DATA IN THIS EXERCISE
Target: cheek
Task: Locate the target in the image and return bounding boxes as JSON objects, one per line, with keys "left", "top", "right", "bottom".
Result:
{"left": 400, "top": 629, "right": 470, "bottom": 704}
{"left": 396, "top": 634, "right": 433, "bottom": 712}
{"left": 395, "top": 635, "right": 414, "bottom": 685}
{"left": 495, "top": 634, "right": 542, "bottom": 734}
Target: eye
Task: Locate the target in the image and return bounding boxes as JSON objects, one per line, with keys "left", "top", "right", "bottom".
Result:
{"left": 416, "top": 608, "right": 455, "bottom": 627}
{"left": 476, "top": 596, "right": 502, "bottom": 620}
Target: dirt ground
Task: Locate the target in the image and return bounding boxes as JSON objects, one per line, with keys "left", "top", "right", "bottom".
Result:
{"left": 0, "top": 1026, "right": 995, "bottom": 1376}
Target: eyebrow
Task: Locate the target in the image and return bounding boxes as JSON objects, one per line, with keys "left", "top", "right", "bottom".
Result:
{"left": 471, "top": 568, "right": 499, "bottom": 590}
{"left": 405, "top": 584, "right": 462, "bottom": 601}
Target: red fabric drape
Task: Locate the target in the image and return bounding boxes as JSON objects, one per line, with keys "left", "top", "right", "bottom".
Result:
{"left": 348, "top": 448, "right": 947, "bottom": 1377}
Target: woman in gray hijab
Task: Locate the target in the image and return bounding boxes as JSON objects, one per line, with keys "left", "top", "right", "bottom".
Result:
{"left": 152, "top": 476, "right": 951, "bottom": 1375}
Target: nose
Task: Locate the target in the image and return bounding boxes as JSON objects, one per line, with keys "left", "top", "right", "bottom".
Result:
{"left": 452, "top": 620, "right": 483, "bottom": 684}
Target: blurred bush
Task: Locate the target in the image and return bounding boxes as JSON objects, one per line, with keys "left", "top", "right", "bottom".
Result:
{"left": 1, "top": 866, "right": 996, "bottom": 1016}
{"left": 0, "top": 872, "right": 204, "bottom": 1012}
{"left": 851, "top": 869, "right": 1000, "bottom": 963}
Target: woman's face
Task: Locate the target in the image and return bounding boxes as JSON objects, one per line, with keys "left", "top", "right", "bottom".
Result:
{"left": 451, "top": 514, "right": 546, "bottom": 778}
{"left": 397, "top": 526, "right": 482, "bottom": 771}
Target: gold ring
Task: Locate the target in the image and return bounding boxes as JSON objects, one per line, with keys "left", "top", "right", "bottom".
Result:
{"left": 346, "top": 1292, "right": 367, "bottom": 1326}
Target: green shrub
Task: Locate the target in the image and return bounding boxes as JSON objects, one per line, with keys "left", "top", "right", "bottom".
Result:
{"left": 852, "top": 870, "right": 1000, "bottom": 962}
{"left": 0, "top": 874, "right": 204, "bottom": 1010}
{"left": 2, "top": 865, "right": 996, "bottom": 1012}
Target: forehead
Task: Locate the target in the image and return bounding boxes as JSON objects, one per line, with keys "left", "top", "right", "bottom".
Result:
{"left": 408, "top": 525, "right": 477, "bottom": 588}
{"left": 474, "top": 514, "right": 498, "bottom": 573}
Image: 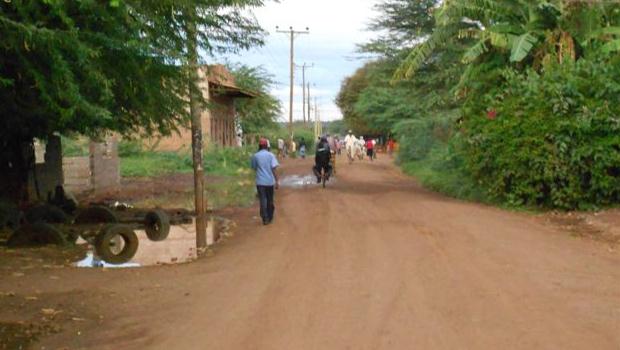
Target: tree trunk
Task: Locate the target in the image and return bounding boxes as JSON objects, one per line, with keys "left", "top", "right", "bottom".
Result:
{"left": 185, "top": 18, "right": 208, "bottom": 253}
{"left": 0, "top": 135, "right": 34, "bottom": 205}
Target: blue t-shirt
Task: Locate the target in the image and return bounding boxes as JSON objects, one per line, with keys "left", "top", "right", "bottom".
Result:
{"left": 251, "top": 149, "right": 279, "bottom": 186}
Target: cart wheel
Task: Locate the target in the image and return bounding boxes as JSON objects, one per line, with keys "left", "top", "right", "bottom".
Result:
{"left": 5, "top": 210, "right": 25, "bottom": 230}
{"left": 144, "top": 210, "right": 170, "bottom": 242}
{"left": 94, "top": 224, "right": 139, "bottom": 265}
{"left": 74, "top": 206, "right": 118, "bottom": 224}
{"left": 25, "top": 204, "right": 68, "bottom": 224}
{"left": 7, "top": 223, "right": 67, "bottom": 247}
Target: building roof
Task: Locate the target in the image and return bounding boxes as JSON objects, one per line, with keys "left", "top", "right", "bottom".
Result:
{"left": 201, "top": 65, "right": 256, "bottom": 98}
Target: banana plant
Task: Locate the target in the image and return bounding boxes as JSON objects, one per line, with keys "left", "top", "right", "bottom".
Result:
{"left": 394, "top": 0, "right": 620, "bottom": 80}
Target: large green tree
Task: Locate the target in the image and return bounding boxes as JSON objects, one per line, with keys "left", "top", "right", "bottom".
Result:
{"left": 395, "top": 0, "right": 620, "bottom": 80}
{"left": 228, "top": 63, "right": 281, "bottom": 135}
{"left": 0, "top": 0, "right": 266, "bottom": 202}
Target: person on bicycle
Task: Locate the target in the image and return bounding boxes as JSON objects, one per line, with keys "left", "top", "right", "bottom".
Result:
{"left": 313, "top": 136, "right": 332, "bottom": 183}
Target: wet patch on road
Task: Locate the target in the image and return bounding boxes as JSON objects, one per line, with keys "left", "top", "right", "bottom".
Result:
{"left": 280, "top": 175, "right": 336, "bottom": 188}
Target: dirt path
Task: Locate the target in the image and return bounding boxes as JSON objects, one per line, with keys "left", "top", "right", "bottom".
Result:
{"left": 3, "top": 156, "right": 620, "bottom": 349}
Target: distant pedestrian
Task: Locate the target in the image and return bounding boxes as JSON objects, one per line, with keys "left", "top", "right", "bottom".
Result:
{"left": 277, "top": 138, "right": 285, "bottom": 159}
{"left": 299, "top": 137, "right": 307, "bottom": 159}
{"left": 366, "top": 138, "right": 374, "bottom": 161}
{"left": 251, "top": 138, "right": 280, "bottom": 225}
{"left": 387, "top": 138, "right": 395, "bottom": 157}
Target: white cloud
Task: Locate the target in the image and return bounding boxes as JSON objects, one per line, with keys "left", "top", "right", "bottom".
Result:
{"left": 220, "top": 0, "right": 381, "bottom": 122}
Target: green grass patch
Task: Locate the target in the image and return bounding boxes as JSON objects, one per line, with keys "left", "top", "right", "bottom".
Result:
{"left": 120, "top": 146, "right": 255, "bottom": 178}
{"left": 400, "top": 144, "right": 488, "bottom": 203}
{"left": 121, "top": 152, "right": 193, "bottom": 177}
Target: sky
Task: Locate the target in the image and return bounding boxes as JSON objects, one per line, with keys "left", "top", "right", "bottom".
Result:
{"left": 221, "top": 0, "right": 381, "bottom": 122}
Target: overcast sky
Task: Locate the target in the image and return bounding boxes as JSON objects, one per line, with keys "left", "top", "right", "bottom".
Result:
{"left": 221, "top": 0, "right": 381, "bottom": 122}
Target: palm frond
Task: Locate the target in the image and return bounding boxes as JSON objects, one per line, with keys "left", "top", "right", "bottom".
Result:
{"left": 462, "top": 39, "right": 489, "bottom": 63}
{"left": 393, "top": 24, "right": 459, "bottom": 81}
{"left": 510, "top": 32, "right": 538, "bottom": 62}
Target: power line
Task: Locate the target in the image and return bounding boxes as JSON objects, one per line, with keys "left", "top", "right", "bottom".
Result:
{"left": 276, "top": 26, "right": 309, "bottom": 140}
{"left": 295, "top": 62, "right": 314, "bottom": 125}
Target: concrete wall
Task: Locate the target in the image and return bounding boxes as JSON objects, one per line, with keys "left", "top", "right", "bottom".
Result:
{"left": 89, "top": 138, "right": 120, "bottom": 195}
{"left": 29, "top": 136, "right": 121, "bottom": 198}
{"left": 63, "top": 157, "right": 91, "bottom": 194}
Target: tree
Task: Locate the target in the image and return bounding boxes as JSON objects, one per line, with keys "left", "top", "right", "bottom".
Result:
{"left": 132, "top": 1, "right": 266, "bottom": 249}
{"left": 0, "top": 1, "right": 188, "bottom": 202}
{"left": 394, "top": 0, "right": 620, "bottom": 80}
{"left": 359, "top": 0, "right": 438, "bottom": 56}
{"left": 338, "top": 0, "right": 462, "bottom": 136}
{"left": 0, "top": 0, "right": 267, "bottom": 203}
{"left": 228, "top": 64, "right": 281, "bottom": 135}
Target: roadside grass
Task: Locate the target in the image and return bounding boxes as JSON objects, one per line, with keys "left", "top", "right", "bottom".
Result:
{"left": 399, "top": 150, "right": 540, "bottom": 214}
{"left": 121, "top": 146, "right": 256, "bottom": 209}
{"left": 131, "top": 176, "right": 256, "bottom": 211}
{"left": 121, "top": 152, "right": 193, "bottom": 177}
{"left": 401, "top": 160, "right": 486, "bottom": 202}
{"left": 399, "top": 144, "right": 488, "bottom": 204}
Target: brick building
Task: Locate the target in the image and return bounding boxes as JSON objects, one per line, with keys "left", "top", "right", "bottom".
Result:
{"left": 146, "top": 65, "right": 255, "bottom": 151}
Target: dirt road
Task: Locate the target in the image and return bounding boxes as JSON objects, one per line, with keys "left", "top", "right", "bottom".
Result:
{"left": 3, "top": 156, "right": 620, "bottom": 349}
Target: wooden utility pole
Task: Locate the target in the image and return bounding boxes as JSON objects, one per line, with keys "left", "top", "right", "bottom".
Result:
{"left": 276, "top": 26, "right": 309, "bottom": 140}
{"left": 185, "top": 18, "right": 208, "bottom": 253}
{"left": 298, "top": 63, "right": 313, "bottom": 125}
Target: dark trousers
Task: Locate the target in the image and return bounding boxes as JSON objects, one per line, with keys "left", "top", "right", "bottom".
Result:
{"left": 313, "top": 163, "right": 332, "bottom": 178}
{"left": 257, "top": 185, "right": 275, "bottom": 223}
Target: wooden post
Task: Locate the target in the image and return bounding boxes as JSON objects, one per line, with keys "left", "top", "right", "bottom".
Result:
{"left": 186, "top": 18, "right": 207, "bottom": 253}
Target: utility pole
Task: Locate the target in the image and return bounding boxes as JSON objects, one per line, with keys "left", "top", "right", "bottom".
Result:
{"left": 185, "top": 16, "right": 207, "bottom": 254}
{"left": 276, "top": 26, "right": 309, "bottom": 140}
{"left": 297, "top": 63, "right": 313, "bottom": 125}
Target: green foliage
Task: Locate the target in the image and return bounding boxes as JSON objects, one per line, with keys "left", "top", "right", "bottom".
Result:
{"left": 254, "top": 124, "right": 317, "bottom": 153}
{"left": 401, "top": 145, "right": 486, "bottom": 202}
{"left": 0, "top": 0, "right": 267, "bottom": 202}
{"left": 325, "top": 120, "right": 348, "bottom": 137}
{"left": 350, "top": 0, "right": 620, "bottom": 211}
{"left": 395, "top": 110, "right": 459, "bottom": 161}
{"left": 359, "top": 0, "right": 438, "bottom": 56}
{"left": 462, "top": 59, "right": 620, "bottom": 209}
{"left": 121, "top": 152, "right": 192, "bottom": 178}
{"left": 395, "top": 0, "right": 620, "bottom": 81}
{"left": 121, "top": 145, "right": 255, "bottom": 178}
{"left": 118, "top": 140, "right": 144, "bottom": 157}
{"left": 60, "top": 136, "right": 89, "bottom": 157}
{"left": 228, "top": 63, "right": 281, "bottom": 135}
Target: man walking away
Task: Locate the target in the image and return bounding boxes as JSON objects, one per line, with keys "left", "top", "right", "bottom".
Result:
{"left": 366, "top": 138, "right": 375, "bottom": 161}
{"left": 251, "top": 138, "right": 279, "bottom": 225}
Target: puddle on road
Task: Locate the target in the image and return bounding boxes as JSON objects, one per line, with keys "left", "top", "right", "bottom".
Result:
{"left": 280, "top": 175, "right": 336, "bottom": 188}
{"left": 75, "top": 216, "right": 234, "bottom": 268}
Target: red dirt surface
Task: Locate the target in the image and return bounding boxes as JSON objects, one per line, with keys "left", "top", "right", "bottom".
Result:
{"left": 1, "top": 156, "right": 619, "bottom": 349}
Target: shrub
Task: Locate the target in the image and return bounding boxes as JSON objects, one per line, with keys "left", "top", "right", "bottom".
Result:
{"left": 395, "top": 110, "right": 459, "bottom": 162}
{"left": 118, "top": 140, "right": 144, "bottom": 157}
{"left": 463, "top": 59, "right": 620, "bottom": 209}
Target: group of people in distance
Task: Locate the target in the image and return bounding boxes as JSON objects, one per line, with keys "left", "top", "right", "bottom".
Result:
{"left": 344, "top": 130, "right": 377, "bottom": 163}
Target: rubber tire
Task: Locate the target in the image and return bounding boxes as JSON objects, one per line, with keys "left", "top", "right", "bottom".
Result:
{"left": 7, "top": 223, "right": 67, "bottom": 247}
{"left": 74, "top": 206, "right": 118, "bottom": 224}
{"left": 144, "top": 210, "right": 170, "bottom": 242}
{"left": 6, "top": 210, "right": 25, "bottom": 230}
{"left": 25, "top": 204, "right": 68, "bottom": 224}
{"left": 94, "top": 224, "right": 139, "bottom": 265}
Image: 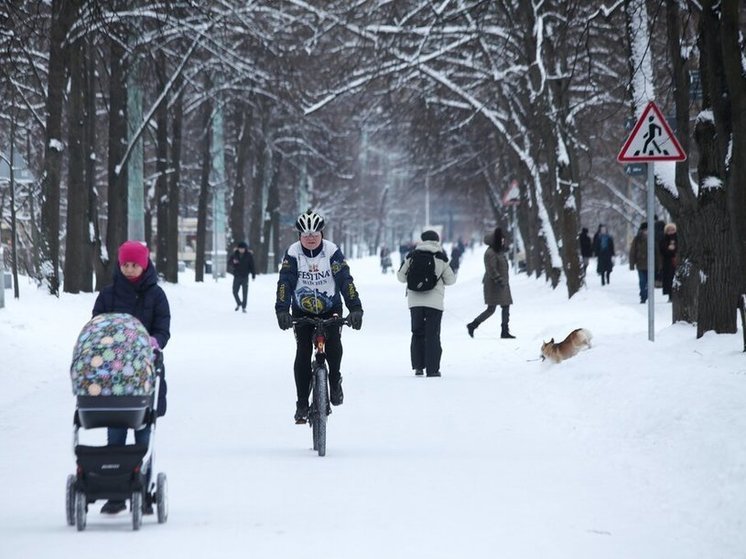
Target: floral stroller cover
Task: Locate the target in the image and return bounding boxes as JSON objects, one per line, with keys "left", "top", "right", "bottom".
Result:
{"left": 70, "top": 313, "right": 155, "bottom": 398}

EXERCISE
Only the lines holding the word "utility" belong in the answer; copy them from the listing above.

ANSWER TO THE EXERCISE
Target: wooden utility pole
Target: utility pole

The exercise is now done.